··· SUPPLIED RECORDS

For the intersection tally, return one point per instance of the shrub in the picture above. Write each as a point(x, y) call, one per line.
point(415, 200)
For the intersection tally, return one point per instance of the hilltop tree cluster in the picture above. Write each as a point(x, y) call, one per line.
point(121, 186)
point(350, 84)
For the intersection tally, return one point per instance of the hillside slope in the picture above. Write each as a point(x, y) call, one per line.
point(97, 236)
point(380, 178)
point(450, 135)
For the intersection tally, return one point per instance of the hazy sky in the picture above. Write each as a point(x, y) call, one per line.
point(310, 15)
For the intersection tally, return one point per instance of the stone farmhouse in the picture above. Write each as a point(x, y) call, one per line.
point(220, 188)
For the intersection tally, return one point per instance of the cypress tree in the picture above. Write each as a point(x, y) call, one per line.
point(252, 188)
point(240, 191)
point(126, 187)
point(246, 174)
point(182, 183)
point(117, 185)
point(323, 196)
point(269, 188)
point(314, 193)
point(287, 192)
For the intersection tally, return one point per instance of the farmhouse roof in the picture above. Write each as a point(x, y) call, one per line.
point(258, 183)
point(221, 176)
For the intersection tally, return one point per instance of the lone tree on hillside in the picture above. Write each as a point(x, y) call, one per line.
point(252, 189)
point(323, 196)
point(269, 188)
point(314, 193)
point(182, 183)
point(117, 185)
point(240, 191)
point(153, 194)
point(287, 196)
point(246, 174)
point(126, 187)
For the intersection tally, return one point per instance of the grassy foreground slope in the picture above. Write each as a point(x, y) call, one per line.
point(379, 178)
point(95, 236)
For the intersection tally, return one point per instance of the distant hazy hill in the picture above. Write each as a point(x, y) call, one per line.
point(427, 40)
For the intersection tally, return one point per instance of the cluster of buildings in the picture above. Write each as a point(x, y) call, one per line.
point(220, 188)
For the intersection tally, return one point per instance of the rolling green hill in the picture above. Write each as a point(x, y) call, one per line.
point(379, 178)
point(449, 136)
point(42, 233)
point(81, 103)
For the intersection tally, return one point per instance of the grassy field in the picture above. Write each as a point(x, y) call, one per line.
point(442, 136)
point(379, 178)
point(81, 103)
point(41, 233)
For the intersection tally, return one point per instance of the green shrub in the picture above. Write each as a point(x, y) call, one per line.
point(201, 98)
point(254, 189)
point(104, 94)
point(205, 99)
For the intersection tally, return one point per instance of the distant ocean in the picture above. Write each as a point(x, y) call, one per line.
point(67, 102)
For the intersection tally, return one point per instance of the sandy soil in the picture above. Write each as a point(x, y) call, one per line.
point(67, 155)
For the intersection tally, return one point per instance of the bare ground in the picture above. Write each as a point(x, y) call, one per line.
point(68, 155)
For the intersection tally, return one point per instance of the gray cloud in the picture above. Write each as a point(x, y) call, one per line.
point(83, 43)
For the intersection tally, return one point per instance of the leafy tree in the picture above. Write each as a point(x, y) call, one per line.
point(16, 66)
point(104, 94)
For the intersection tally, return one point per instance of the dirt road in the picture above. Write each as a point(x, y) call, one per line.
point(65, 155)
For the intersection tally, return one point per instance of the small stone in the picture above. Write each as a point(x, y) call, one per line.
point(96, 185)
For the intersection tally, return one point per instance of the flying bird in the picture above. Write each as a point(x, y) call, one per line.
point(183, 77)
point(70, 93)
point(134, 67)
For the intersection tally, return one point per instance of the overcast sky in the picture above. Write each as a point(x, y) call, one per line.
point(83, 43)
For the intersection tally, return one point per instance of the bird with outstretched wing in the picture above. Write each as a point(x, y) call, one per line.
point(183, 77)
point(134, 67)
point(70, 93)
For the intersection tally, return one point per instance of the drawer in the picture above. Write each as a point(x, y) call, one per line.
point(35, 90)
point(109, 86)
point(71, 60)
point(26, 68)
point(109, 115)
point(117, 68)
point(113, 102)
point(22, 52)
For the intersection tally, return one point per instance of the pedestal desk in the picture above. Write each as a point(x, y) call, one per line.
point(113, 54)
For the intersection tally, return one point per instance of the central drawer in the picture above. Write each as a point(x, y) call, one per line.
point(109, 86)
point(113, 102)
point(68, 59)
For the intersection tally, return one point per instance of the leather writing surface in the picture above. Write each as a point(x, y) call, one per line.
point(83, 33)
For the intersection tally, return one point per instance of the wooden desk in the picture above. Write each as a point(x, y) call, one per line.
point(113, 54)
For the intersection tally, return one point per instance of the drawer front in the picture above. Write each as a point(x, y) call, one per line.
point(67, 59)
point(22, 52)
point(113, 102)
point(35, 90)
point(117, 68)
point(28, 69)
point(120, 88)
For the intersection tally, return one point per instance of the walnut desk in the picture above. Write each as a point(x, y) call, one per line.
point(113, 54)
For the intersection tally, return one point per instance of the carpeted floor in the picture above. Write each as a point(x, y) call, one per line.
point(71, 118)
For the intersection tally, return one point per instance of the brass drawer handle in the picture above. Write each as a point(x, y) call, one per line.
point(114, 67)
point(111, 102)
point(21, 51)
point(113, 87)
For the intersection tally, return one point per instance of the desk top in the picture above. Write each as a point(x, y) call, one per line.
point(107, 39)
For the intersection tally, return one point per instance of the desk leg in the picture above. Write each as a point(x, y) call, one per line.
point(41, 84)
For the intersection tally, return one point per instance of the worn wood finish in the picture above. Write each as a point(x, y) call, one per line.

······

Could you add 106 to every x and y coordinate in the answers of the rows between the line holding "the grassy field" and the line holding "point(41, 233)", inclusive, and write out all of those lines again, requests included?

For the intersection tally, return one point per instance of the grassy field in the picture above. Write each as a point(x, y) call, one per line.
point(548, 242)
point(485, 284)
point(187, 209)
point(147, 339)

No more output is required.